Task statement :: The listing must be reproduced in full, exactly as it stands.

Object location annotation data:
%%

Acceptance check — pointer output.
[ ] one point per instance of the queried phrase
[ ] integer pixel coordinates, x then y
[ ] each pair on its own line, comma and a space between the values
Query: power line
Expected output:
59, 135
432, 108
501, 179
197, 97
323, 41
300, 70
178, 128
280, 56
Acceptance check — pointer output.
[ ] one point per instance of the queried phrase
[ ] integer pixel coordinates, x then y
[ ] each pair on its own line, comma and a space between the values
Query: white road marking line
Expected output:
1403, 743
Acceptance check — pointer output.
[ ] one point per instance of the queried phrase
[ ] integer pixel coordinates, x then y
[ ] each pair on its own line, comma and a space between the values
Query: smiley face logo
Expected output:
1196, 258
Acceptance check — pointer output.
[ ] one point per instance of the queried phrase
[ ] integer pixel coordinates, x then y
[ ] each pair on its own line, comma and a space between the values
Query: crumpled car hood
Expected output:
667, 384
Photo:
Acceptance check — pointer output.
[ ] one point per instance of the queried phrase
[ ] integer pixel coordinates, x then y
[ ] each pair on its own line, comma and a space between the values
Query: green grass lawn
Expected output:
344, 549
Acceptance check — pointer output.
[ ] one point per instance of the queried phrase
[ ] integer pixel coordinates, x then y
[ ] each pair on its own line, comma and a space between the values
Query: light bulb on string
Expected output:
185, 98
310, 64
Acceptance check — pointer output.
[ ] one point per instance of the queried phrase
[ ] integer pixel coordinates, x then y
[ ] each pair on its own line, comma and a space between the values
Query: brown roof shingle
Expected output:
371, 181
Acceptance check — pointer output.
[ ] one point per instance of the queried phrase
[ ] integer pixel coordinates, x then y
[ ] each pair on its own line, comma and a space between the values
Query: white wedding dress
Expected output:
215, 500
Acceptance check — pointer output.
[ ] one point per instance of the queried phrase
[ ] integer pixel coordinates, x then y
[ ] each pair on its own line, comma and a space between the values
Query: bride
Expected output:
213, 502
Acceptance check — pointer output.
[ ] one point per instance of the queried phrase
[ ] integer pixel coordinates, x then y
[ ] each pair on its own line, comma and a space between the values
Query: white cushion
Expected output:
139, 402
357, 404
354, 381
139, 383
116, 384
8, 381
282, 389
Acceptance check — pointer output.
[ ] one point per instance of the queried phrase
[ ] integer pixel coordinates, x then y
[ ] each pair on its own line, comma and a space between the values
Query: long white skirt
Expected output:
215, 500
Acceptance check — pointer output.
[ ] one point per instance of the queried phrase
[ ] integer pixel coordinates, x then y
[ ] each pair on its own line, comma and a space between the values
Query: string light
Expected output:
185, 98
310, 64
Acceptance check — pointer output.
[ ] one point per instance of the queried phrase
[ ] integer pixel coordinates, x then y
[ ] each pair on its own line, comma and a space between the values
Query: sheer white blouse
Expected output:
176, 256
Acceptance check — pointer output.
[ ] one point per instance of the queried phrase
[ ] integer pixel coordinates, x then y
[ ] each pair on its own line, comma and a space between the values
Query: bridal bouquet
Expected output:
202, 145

%%

Answer to this problem ::
Acceptance check — pointer output.
[ ] one point per instance of the queried phrase
[ ] integer pixel coordinates, x then y
[ ] each pair on its own line, comma and a space between the values
Query: power line
Expected output:
59, 135
432, 108
501, 179
197, 97
323, 41
300, 70
178, 128
280, 56
Acceptance check — pointer output.
[ ] one point per instance of the queried phrase
[ ] integer pixel coordinates, x then y
[ ] each pair on its own line, comma and a space between the values
Query: white road marking line
Expected output:
1403, 743
Acceptance check — pointer output.
[ ] one point per instance of the queried phrase
[ ] integer pixel coordinates, x then y
[ ] each pair on its own line, comma and a space between the values
Query: smiley face logo
Expected output:
1196, 258
Acceptance check — pointer output.
[ ] one point per instance of the queried phrase
[ ] integer pixel coordinates, x then y
[ ] each pair on its own line, comma and a space between the values
Query: crumpled car hood
Expected output:
667, 384
Photo:
Acceptance check — pointer output.
[ ] one point per instance of the queried phrase
[ ] integer pixel coordinates, x then y
[ ] each pair on its own line, comma and a space between the values
Query: green grass lawn
Expected output:
344, 549
Acceptance check — pointer output.
[ ] one point per instance of the queried phrase
[ ] integer pixel coordinates, x then y
[ ] each pair on its own line, comma and a space between the values
Query: light bulb on string
Expected output:
185, 98
310, 64
Acceptance check — pointer output.
[ ] one point per instance of the queried phrase
[ ] integer pixel coordinates, x then y
[ ] each pair on its own line, comma and a space between the values
Query: brown roof shingle
Expected output:
371, 181
Acceptance check — pointer output.
[ ] one point per instance of the queried phrase
[ ] integer pixel coordinates, x then y
[ ] each pair on its own line, comma and a space between the values
Query: white wedding dress
Expected output:
215, 500
Acceptance check — pointer output.
[ ] one point per instance of the queried phrase
[ ] integer pixel coordinates, x then y
[ ] each pair on its own line, comma and a space between the values
Query: bride
Expected output:
213, 502
Acceptance check — pointer output.
[ ] one point per instance of the queried phrase
[ ] integer pixel coordinates, x then y
[ ] each pair on its own line, comma and a space between the values
Query: white cushion
Expected output:
139, 402
357, 404
354, 381
139, 383
116, 384
8, 381
282, 389
Acceptance check — pointer output.
[ ] one point per instance of the queried phrase
[ ] integer pixel coordinates, x then y
[ ] each pair on its own line, comma and a space between the values
Query: long white skirt
Expected output:
215, 500
Acceptance check — pointer output.
[ ] one point per instance of the queried phrase
[ ] integer pixel coordinates, x then y
[ ] each pair on its own line, comma and a space between the values
Query: string light
Expected output:
185, 98
310, 64
Acceptance check — pointer output.
[ ] one point per instance of the queried phrase
[ ] integer pixel coordinates, x then y
[ ] each pair on its own line, comma and a space between the values
Query: sheer white blouse
Expected output:
176, 256
Acceptance check — pointer output.
[ ] one point per instance of the queried phrase
[ ] integer pixel coordinates, x then y
[ ] each pair on its own line, comma and a space between the values
Query: bridal bouquet
Expected output:
202, 145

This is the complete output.